ASSIGNMENT
All entries should be copied exactly; the pictures stay out.

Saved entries
╔══

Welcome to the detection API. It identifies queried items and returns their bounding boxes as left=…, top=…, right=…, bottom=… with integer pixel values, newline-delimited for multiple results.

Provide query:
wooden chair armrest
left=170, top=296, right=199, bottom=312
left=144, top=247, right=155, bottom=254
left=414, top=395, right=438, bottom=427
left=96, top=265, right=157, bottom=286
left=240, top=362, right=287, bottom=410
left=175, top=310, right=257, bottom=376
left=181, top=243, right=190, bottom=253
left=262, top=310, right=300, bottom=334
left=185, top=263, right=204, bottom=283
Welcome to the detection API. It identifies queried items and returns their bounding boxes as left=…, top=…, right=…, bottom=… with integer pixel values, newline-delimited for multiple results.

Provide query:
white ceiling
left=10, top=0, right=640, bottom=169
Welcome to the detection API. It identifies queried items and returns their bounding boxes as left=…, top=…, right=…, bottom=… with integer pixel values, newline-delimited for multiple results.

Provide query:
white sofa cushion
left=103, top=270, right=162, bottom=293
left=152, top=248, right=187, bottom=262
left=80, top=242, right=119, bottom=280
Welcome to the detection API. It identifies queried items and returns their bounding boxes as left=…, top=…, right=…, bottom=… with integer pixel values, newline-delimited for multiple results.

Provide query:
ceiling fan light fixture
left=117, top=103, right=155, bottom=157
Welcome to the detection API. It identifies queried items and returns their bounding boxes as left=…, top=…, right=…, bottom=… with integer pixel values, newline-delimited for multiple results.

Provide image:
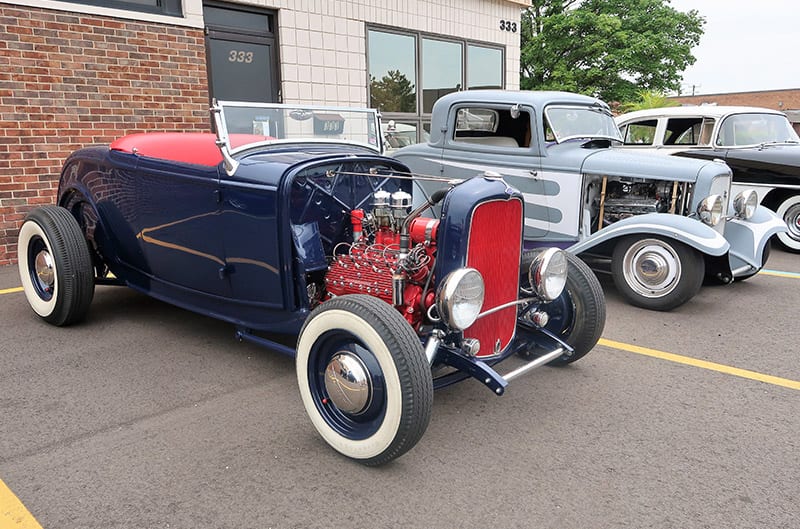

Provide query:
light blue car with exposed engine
left=394, top=90, right=787, bottom=311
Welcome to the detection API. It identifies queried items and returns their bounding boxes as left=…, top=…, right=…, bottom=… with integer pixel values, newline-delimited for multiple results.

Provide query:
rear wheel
left=611, top=235, right=703, bottom=311
left=774, top=194, right=800, bottom=252
left=17, top=206, right=95, bottom=326
left=296, top=295, right=433, bottom=466
left=518, top=251, right=606, bottom=365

╚══

RESPONSE BELOW
Welcome to the detection API. It identifies queried items and returns their bounding boxes as left=…, top=…, right=…, bottom=… with integer pixel values, newline-delimited for multiple results.

Provide query:
wooden chair armrest
left=170, top=296, right=199, bottom=312
left=144, top=247, right=155, bottom=254
left=414, top=395, right=438, bottom=427
left=96, top=265, right=157, bottom=286
left=240, top=362, right=287, bottom=410
left=175, top=310, right=257, bottom=376
left=181, top=243, right=190, bottom=253
left=262, top=310, right=300, bottom=334
left=185, top=263, right=204, bottom=283
Welcome to the detection API. It identifies queried items and returns their bounding boxes as left=…, top=…, right=…, bottom=… with integer pixel values, newline-delimited for multiple results.

Provide query:
white ceiling
left=10, top=0, right=640, bottom=169
Welcome to the detection API. It identifies queried items and returns their bounding boxes as left=…, top=…, right=…, bottom=… with integer pixel values, newline-delimited for multiple results.

Provide query:
white sofa cushion
left=103, top=270, right=162, bottom=293
left=152, top=248, right=187, bottom=262
left=80, top=242, right=119, bottom=280
Welcome to the detection API. It identifies queried items and returns their bounding boxes as left=…, top=…, right=…, bottom=… with integer pixel values, newline-delimited for multiple results.

Provide query:
ceiling fan light fixture
left=117, top=103, right=155, bottom=157
Welcome to the detection API. It identifies queried items and returns their bounding boxes as left=…, top=…, right=…, bottom=… with integer pixel values, newline-delimited for multiple results.

Provide image:

Provide query:
light blue car with exposed engine
left=394, top=90, right=787, bottom=311
Welcome to the detection API. It identifies queried items and returns their bounding boxes as left=…, top=…, right=…, bottom=… with integer pixel values, newline-delimited for multiple results.

Provide query:
rear wheel
left=611, top=235, right=703, bottom=311
left=774, top=194, right=800, bottom=252
left=17, top=206, right=95, bottom=326
left=296, top=295, right=433, bottom=466
left=518, top=251, right=606, bottom=365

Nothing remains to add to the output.